(Image-grounded pointing data)
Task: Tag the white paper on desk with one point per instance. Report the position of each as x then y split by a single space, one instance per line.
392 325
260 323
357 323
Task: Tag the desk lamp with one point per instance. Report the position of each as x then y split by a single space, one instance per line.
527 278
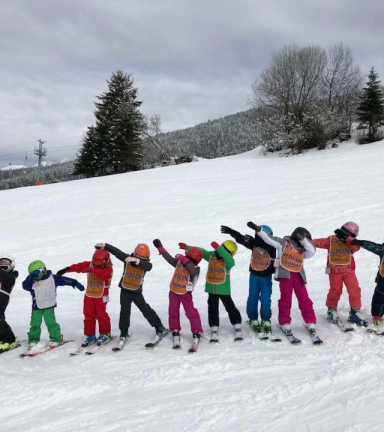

§ **PROMPT**
A verbatim copy of the data, pictures removed, is the expected result.

§ **TASK SOLUTION**
Task: Tag the white paper on desk with one point per instance. Report the position of each as x then y split by a single space, one instance per line.
392 325
260 323
357 323
Task: Tag the desk lamp with one point per instance. Report the position of each as x then y split by a single space, one instance per line.
527 278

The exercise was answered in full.